TAREA DE TRABAJO:
Pasa al inglés la siguiente oración del fragmento sobre el aborto clandestino de Luisa: «Tan clandestino y tan pecado era que las mujeres jamás lo nombraban, como si la mera palabra invocara fuerzas funestas».

FRAGMENTO DEL DOCUMENTO:
Hace poco me enteré de uno de esos secretos oscuros que toda familia tiene. Luisa, la infatigable trabajadora, la perfecta madre y esposa, la amiga ejemplar, la siempre suave, elegante y discreta, confesó a sus hermanas que, hace más de medio siglo, se supo de nuevo embarazada de aquel marido al que jamás abandonaría, pues era suyo hasta que la muerte los separase, como se esperaba de toda mujer decente, y optó por un aborto clandestino. Tan clandestino y tan pecado era que las mujeres jamás lo nombraban, como si la mera palabra invocara fuerzas funestas. Las mujeres de mi tierra usaban otra palabra, una que me resulta escalofriante e infinitamente más dura. Luisa se supo embarazada y lo "estrozó". Suena macabro. Sólo llego a imaginar (y seguramente de lejos) las razones que llevaron a Luisa a tomar esa decisión. Imagino su dolor y su miedo. A lo que iba a hacer, a los peligros que entrañaba hacerlo, a que se le descubriera, a las consecuencias para su salud y para su buen nombre. Intento imaginar también cómo las mujeres se aconsejaban, de qué manera se susurraban las oportunas direcciones, qué excusas contaban a sus esposos, con qué pavor se presentarían en a saber qué sitios, en manos de quién se pondrían, el techo de qué sala de tortura mirarían mordiéndose los labios aterradas, quizá llorando, avergonzadas, culpables, quizá rezando para no morir desangradas o rogando al temible Dios de entonces que las perdonara. Intento imaginarlo, pero no sé si alcanzo siquiera.

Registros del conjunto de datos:
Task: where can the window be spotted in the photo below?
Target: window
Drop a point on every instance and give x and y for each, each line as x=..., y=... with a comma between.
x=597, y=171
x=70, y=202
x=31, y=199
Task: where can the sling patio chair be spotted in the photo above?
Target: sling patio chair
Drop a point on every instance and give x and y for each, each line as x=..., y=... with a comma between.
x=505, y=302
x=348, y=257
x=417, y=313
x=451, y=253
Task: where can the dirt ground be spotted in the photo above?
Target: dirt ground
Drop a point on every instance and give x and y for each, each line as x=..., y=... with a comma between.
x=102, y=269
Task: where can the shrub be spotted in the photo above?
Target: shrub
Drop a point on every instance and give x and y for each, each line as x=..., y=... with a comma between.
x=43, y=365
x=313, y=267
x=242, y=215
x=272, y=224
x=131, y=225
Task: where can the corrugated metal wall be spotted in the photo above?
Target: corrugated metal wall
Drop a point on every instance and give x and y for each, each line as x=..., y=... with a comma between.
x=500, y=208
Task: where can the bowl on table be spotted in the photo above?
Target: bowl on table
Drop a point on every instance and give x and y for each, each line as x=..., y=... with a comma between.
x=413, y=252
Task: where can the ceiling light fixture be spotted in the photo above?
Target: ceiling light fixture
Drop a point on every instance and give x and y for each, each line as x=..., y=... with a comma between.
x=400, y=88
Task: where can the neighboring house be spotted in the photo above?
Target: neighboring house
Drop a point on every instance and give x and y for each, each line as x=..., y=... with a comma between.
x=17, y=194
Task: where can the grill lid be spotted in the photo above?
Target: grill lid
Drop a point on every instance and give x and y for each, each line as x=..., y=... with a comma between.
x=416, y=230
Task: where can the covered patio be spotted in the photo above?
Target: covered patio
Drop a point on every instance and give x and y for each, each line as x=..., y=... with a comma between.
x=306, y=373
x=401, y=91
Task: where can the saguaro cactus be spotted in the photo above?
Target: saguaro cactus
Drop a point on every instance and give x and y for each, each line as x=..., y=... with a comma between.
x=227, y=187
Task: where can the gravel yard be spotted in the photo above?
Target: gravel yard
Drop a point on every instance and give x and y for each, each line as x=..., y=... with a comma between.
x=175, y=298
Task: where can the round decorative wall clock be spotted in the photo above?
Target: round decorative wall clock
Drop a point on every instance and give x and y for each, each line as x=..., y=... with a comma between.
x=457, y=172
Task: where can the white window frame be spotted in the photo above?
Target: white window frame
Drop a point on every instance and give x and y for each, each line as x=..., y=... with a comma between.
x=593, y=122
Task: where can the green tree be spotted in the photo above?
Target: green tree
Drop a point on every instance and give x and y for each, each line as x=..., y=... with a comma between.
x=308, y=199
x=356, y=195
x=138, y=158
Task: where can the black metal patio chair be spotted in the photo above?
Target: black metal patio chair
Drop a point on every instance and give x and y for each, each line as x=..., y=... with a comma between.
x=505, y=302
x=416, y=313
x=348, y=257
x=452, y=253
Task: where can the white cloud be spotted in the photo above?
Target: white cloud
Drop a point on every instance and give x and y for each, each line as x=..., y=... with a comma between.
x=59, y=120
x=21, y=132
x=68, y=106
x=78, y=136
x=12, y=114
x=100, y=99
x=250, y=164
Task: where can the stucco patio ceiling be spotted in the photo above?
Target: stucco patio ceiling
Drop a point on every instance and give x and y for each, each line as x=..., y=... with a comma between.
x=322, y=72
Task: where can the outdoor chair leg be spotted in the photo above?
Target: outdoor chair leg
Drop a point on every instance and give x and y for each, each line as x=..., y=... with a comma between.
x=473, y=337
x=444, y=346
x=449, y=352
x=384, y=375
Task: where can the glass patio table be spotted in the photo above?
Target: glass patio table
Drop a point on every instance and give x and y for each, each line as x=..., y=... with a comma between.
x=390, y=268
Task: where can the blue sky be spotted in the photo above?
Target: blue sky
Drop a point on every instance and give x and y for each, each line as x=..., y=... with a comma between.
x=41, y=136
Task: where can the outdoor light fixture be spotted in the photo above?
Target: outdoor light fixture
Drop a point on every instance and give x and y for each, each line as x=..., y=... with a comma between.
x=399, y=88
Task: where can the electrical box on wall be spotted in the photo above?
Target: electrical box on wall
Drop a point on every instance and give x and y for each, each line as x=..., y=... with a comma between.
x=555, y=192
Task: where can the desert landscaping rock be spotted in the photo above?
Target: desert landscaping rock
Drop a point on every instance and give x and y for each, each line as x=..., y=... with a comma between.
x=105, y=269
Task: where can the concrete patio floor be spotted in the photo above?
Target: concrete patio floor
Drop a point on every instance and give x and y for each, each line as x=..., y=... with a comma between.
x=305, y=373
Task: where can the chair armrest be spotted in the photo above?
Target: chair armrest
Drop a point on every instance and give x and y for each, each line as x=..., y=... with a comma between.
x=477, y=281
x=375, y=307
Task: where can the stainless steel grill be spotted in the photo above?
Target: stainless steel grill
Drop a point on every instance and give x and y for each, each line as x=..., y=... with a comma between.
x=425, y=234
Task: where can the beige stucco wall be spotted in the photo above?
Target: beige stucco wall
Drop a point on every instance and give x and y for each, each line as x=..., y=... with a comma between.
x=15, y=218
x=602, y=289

SOLUCIÓN:
It was so clandestine and so much a sin that women never named it, as if the mere word invoked ominous forces.